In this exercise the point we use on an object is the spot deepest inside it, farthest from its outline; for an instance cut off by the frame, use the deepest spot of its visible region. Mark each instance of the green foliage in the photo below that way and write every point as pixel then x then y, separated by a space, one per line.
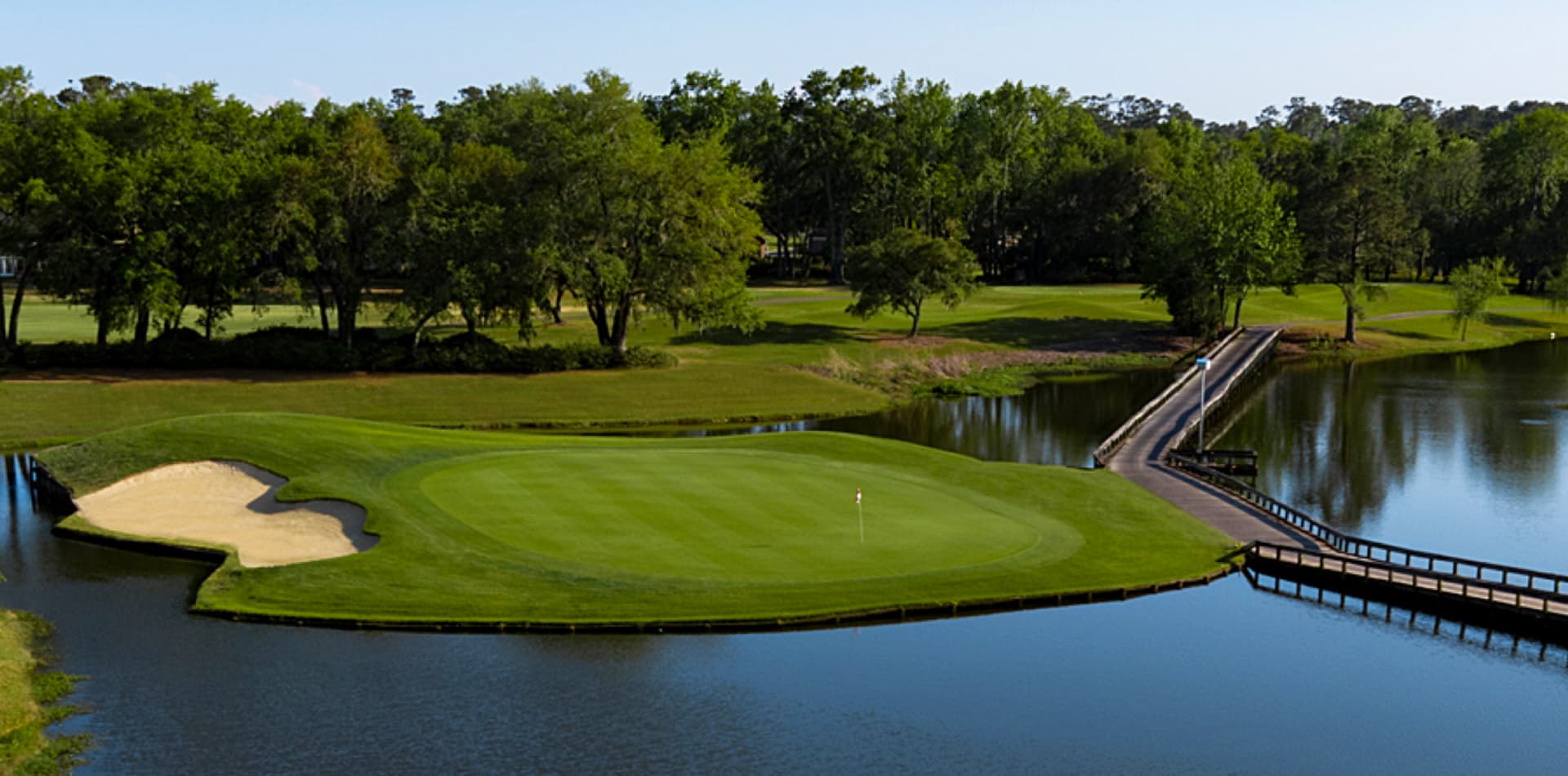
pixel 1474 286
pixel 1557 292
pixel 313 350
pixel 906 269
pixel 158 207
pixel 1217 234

==

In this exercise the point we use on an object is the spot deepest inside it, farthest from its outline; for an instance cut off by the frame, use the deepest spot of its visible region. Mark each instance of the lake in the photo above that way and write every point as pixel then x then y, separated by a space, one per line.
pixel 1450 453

■ **TASK STATEMENT**: Retype the lines between the one containing "of the green" and the one containing "pixel 1217 234", inclusive, leaving out any pictures.

■ **ANSWER**:
In this exercise the point we use on an object is the spot deepest inside it, farthest from its outline; for an instance cut off by the frame, use the deepest spot of its visible region. Mark each instance of the green foliage in the photo below that way and write every point as pixel then x then y, separated by a space, one per line.
pixel 1474 286
pixel 1557 292
pixel 313 350
pixel 906 269
pixel 158 207
pixel 1217 234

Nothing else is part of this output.